══ PAGE EXCERPT ══

Before the day is up, let me put down something short. Maybe I’ll feel better because there isn’t anyone on right now I can talk to and I do have a feeling this will be another night deprived of sleep. I guess that’s the way it goes when you’re in my position.
Turning back to my old self isn’t as easy as I originally thought it was. As much as would have liked, my relationship really did open alot the doors that would allow me to express everything I feel. It’s harder to hold back everything when you’re surrounded by the physical memories of the ones you love.
I guess I’m a sentimental that way. I never do get rid of all the things that mean so much to me. Besides, I love them as they are with our without the memories attached to them. At least I can see her sleeping beside my bed. At least every ring of the bell reminds me what she gave me. Or the letters and poems that reminded both of us of sorrow, regret, joy and a promise of forever.
Damn…where is Jean Claude’s patience when you need it.
Maybe that’s why in every relationship, it’s harder for the person who faced the words of breaking up to get back on their feet. It’s even harder I guess when you’re not the one surrounded by people whom at least would keep you company even if you don’t hear the words of comfort. Whether it’s my fault or not that I don’t have that luxury. It doesn’t make it any easier.

═══
══ INFORMATION SHOWN ══

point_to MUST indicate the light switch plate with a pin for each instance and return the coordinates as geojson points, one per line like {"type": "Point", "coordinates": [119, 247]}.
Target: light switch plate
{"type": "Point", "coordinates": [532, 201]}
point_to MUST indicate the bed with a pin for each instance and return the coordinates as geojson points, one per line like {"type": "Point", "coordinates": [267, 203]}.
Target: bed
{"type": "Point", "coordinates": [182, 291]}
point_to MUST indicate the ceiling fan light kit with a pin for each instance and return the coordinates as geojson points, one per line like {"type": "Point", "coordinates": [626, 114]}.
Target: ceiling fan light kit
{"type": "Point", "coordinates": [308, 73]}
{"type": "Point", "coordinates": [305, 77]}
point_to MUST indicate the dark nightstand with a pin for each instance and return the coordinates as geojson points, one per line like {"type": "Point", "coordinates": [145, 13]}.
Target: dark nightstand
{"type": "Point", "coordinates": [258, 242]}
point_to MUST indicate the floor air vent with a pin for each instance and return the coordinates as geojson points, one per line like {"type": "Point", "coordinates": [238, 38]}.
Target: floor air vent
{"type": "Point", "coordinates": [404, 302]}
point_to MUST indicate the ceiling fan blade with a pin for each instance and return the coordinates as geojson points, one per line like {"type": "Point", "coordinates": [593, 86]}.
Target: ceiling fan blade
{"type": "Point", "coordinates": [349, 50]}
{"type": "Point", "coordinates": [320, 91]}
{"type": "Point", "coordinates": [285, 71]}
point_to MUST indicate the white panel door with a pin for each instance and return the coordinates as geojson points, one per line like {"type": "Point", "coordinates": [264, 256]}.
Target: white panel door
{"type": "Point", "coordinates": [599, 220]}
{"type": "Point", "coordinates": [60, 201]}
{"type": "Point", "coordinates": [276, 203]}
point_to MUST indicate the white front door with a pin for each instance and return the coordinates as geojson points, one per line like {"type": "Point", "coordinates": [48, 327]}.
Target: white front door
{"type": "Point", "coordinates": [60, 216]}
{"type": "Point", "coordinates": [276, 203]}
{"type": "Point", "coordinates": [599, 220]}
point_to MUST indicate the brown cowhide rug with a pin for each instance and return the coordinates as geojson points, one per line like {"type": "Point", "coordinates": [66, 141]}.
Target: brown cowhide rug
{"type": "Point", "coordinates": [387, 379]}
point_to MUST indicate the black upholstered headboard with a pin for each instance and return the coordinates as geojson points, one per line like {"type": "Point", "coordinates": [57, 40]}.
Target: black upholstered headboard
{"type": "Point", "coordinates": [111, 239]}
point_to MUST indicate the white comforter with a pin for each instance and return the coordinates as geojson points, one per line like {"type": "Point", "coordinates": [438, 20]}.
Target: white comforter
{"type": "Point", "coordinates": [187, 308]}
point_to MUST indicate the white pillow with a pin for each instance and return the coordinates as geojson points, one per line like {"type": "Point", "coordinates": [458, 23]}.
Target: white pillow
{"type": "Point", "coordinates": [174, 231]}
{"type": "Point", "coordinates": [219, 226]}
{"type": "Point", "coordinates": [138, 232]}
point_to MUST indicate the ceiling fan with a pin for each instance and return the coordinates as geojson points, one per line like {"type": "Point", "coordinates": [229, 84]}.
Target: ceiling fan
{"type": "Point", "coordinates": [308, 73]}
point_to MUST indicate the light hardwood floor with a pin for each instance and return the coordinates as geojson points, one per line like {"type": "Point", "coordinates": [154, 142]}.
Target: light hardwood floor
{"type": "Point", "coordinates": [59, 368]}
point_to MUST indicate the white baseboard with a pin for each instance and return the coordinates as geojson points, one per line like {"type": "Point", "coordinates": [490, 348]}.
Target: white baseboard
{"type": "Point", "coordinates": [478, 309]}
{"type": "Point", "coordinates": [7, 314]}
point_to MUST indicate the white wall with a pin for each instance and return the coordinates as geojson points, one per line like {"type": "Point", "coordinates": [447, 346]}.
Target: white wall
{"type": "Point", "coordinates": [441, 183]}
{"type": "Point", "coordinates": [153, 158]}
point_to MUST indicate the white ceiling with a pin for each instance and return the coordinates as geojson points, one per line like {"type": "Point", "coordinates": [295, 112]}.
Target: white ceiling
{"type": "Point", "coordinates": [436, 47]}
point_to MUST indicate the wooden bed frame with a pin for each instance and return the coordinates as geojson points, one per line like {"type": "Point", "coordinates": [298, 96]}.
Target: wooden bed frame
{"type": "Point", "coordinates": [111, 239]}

═══

[EXERCISE]
List each thing that, according to the breakup post, the letters and poems reminded both people of. The records can be left aside.

[ANSWER SECTION]
Sorrow, regret, joy, and a promise of forever.